[Set problem] Reproduce the lines below verbatim, starting at the line that contains "dark rock outcrop?" and ending at the line that contains "POLYGON ((0 157, 6", omitting the pictures.

═════ Material for this task ═════

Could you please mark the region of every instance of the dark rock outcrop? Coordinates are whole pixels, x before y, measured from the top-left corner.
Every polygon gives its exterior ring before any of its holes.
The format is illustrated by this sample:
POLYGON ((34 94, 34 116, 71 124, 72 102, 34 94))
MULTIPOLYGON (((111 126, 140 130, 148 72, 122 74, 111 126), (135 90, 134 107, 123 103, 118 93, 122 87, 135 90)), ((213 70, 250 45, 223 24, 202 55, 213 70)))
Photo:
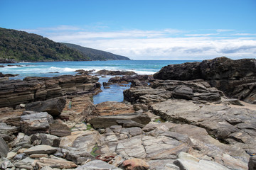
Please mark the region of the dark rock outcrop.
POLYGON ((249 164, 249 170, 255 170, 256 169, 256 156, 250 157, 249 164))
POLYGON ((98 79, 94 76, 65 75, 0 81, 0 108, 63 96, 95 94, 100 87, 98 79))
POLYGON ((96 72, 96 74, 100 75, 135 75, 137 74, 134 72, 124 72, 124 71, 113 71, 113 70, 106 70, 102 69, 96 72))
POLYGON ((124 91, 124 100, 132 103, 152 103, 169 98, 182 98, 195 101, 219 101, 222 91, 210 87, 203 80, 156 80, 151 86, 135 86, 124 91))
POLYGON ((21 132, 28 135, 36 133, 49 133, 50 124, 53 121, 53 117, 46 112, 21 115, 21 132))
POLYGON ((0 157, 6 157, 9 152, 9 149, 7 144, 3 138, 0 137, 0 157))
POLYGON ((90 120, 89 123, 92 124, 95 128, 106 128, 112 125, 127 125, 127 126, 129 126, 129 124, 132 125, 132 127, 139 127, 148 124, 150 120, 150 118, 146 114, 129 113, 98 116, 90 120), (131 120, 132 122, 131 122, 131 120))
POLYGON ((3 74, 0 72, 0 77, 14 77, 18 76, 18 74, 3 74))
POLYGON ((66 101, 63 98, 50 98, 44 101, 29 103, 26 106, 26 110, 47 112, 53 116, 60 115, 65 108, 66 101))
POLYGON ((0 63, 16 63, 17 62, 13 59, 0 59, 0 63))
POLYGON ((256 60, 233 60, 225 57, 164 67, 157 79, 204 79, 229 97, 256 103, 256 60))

═════
═════ Material for this task ═════

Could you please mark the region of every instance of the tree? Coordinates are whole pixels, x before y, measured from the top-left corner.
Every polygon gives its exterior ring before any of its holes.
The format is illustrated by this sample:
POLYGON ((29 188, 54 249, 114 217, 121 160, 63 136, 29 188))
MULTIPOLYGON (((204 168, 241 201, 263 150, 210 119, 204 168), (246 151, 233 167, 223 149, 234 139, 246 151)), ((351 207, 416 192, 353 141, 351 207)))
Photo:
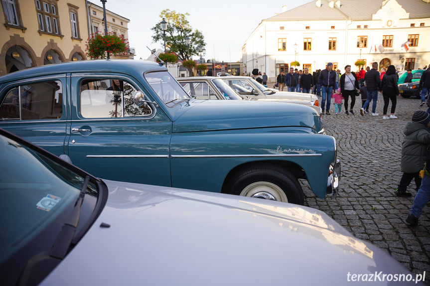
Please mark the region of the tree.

═════

[Full response]
Could you please mark the region of every instance of the dark rock outcrop? Coordinates are whole pixels, x before y, measured from the top-left corner.
Every polygon gives its exterior ring before any of its holes.
The format is illustrated by this sample:
POLYGON ((34 94, 34 116, 71 124, 72 102, 34 94))
MULTIPOLYGON (((111 126, 140 130, 148 72, 122 74, 111 126), (135 90, 134 107, 123 103, 118 93, 122 87, 135 90)), ((213 70, 250 45, 223 24, 202 55, 213 70)))
Photo:
Please mark the region of the dark rock outcrop.
POLYGON ((249 164, 249 170, 255 170, 256 169, 256 156, 250 157, 249 164))
POLYGON ((98 79, 94 76, 65 75, 0 81, 0 108, 63 96, 95 94, 100 87, 98 79))
POLYGON ((96 72, 96 74, 100 75, 135 75, 137 74, 134 72, 124 72, 124 71, 113 71, 113 70, 106 70, 102 69, 96 72))
POLYGON ((124 91, 124 100, 132 103, 152 103, 169 98, 182 98, 195 101, 219 101, 222 91, 210 87, 203 80, 156 80, 151 86, 135 86, 124 91))
POLYGON ((21 132, 28 135, 36 133, 49 133, 50 124, 53 121, 53 117, 46 112, 21 115, 21 132))
POLYGON ((0 157, 6 157, 9 152, 9 149, 7 144, 3 138, 0 137, 0 157))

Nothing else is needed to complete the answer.